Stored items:
+ + + + +

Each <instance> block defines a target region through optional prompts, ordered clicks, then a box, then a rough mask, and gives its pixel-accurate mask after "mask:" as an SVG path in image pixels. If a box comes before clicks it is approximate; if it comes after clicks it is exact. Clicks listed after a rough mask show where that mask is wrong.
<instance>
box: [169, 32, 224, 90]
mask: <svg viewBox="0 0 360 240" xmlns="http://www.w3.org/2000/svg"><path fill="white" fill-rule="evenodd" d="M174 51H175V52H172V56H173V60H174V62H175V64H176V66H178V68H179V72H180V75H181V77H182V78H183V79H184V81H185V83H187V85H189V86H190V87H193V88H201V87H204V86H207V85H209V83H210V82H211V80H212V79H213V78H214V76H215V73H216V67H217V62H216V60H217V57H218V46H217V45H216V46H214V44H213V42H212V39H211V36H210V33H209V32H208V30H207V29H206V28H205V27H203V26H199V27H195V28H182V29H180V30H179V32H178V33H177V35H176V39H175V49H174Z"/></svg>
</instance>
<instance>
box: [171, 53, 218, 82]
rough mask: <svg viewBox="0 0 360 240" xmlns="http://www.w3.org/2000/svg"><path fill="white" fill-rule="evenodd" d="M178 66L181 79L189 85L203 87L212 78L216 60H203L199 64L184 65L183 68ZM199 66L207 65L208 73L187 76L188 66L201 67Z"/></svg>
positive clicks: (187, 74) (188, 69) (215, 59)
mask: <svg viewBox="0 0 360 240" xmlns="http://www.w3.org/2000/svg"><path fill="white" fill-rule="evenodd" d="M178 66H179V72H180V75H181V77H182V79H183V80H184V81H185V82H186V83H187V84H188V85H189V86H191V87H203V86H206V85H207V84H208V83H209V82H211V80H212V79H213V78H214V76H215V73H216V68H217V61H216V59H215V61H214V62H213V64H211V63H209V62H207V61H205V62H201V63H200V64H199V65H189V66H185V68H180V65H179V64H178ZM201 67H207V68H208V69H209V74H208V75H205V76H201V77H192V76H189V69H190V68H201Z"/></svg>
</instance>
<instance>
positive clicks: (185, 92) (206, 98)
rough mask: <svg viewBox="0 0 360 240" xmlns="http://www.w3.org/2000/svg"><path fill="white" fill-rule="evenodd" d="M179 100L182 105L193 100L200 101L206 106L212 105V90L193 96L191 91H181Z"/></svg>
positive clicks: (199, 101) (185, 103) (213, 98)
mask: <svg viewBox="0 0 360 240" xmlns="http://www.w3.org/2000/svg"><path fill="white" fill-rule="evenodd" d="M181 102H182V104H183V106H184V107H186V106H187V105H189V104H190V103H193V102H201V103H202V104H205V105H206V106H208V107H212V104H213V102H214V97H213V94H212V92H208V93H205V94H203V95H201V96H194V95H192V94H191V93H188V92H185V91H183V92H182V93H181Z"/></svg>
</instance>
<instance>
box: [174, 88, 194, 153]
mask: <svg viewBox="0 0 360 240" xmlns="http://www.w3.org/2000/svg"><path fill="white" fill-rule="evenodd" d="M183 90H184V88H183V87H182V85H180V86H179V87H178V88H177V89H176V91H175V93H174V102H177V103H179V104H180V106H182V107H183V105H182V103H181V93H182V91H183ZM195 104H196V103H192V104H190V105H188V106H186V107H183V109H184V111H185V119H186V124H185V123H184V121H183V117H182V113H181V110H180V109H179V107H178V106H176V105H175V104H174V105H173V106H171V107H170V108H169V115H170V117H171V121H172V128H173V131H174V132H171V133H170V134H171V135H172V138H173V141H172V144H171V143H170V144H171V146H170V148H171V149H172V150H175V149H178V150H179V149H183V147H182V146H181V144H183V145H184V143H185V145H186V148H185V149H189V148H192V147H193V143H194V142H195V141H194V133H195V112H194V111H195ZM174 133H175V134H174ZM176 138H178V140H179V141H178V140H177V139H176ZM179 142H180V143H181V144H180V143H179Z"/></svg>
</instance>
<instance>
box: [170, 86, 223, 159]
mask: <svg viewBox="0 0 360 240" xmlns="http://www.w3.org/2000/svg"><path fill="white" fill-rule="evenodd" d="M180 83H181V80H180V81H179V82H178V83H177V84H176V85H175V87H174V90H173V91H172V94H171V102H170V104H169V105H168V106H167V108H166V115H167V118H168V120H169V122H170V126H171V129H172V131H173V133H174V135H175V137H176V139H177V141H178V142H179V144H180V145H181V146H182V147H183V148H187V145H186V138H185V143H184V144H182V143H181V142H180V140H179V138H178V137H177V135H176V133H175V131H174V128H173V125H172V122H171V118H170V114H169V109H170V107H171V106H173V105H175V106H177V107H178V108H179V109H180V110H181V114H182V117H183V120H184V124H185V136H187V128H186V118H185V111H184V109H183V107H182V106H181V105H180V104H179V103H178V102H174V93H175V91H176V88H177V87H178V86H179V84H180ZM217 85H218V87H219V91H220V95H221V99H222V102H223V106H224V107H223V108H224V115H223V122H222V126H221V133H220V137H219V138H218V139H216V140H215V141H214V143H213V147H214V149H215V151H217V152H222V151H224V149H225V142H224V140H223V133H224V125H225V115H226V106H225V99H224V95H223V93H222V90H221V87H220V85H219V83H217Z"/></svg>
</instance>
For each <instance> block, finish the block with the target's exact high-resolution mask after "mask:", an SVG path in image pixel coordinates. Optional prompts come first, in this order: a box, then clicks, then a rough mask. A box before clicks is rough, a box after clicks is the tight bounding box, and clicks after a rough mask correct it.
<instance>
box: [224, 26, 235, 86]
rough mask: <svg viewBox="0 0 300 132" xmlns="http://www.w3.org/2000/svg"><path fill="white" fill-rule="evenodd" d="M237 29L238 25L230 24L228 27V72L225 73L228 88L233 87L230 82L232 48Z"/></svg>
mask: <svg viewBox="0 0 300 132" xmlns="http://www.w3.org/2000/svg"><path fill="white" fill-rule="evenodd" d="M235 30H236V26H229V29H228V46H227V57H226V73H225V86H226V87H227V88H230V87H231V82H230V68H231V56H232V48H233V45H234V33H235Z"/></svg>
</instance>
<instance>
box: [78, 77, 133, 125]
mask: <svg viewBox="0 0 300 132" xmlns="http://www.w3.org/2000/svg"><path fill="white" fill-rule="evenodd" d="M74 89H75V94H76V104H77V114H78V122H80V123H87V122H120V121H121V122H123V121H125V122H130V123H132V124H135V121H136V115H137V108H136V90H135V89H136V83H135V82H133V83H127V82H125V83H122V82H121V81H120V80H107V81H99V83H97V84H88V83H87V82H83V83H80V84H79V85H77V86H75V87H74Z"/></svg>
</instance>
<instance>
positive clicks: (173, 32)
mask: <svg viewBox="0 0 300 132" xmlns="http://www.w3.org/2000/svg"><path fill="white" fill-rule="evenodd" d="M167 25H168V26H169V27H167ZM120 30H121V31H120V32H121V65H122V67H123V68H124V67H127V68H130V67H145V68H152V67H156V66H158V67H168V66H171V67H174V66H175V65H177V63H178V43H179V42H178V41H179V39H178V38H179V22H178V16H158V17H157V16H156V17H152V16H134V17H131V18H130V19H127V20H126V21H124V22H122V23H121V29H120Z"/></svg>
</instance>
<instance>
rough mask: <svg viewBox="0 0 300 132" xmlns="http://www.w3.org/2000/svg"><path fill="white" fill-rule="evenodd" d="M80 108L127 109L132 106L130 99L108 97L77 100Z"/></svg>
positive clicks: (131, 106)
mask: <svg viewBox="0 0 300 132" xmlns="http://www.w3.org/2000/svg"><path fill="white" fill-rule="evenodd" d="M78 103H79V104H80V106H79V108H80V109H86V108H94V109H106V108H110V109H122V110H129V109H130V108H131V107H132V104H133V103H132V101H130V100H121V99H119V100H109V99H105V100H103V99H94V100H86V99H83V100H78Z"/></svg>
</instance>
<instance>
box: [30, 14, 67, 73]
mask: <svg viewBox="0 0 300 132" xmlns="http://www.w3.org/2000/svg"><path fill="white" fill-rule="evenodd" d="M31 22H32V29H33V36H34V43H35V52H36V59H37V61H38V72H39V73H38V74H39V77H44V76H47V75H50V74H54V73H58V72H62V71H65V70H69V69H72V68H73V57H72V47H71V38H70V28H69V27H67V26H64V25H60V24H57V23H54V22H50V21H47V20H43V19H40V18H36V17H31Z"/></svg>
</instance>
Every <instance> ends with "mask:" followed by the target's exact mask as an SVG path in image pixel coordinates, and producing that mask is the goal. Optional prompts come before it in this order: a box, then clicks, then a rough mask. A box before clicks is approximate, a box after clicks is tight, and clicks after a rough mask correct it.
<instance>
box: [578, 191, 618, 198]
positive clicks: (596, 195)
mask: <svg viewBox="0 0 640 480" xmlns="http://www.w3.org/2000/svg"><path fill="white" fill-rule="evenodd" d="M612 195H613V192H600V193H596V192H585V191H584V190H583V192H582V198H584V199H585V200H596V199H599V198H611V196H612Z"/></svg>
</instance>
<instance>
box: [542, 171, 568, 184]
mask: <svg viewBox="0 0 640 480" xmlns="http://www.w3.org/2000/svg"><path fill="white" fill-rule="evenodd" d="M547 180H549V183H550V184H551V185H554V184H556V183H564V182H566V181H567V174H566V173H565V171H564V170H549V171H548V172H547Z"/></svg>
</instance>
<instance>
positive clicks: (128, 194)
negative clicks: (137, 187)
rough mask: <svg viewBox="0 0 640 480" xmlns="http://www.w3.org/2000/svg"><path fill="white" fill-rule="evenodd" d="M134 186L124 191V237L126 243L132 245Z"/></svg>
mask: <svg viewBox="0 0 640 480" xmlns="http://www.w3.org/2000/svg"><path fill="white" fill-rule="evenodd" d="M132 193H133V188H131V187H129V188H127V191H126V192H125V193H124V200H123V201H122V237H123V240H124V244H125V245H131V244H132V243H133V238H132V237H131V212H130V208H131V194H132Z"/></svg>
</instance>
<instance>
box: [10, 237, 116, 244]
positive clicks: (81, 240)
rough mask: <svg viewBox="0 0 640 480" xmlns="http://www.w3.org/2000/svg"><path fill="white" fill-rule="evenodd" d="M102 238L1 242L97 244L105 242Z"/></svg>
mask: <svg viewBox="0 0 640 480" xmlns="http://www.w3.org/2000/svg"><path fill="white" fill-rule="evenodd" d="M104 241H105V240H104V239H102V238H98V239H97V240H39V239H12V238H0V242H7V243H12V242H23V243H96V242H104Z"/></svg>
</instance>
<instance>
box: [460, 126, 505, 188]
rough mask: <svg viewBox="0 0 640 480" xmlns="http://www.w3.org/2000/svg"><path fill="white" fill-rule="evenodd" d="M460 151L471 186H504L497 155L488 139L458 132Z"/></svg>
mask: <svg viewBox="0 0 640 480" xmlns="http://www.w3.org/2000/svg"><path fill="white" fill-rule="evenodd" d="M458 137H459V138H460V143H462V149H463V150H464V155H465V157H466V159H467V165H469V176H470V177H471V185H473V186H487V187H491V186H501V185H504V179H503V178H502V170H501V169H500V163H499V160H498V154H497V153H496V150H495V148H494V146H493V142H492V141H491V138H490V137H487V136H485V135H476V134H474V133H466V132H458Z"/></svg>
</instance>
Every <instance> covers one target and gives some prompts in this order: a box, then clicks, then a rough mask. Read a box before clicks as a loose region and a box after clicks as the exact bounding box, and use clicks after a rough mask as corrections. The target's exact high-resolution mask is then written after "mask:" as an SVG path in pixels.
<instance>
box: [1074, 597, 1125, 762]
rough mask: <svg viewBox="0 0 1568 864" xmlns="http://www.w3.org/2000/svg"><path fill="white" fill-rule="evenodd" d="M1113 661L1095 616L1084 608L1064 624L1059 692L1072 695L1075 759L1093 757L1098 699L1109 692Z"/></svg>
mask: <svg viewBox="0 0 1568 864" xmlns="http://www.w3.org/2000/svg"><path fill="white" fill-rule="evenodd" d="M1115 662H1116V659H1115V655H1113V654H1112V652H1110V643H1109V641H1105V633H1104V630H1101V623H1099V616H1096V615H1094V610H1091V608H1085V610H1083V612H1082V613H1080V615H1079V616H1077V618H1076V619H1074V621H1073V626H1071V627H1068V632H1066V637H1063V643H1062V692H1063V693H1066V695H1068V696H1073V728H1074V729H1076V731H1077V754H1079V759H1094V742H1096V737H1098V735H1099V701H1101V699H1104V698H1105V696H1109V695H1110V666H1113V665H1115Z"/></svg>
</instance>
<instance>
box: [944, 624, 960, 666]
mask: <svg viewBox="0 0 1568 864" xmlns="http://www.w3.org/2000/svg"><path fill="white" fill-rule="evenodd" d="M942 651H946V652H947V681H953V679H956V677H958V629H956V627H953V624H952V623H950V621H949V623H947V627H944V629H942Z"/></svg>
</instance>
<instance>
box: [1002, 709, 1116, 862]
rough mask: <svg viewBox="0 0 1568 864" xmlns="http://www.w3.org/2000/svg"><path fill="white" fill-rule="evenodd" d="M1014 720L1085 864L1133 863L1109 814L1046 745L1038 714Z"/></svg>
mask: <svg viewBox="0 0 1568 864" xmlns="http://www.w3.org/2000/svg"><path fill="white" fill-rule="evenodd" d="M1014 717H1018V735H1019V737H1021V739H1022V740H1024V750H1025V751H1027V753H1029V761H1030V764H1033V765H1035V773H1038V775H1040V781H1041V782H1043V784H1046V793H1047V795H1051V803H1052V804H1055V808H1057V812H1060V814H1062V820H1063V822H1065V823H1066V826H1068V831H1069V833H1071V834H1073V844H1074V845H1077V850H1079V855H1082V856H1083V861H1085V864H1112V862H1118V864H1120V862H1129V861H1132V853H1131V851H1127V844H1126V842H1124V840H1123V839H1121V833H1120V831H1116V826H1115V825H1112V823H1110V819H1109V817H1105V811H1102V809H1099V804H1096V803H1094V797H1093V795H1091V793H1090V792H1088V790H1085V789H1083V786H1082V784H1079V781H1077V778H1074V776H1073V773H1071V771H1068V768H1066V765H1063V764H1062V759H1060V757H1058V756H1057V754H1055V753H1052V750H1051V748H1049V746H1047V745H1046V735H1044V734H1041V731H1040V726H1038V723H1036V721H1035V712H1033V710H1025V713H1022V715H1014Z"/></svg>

+ + + + +

Your instructions: Count the lines in the entries above that contain the string "pixels", and reply with only that number.

Written answer: 2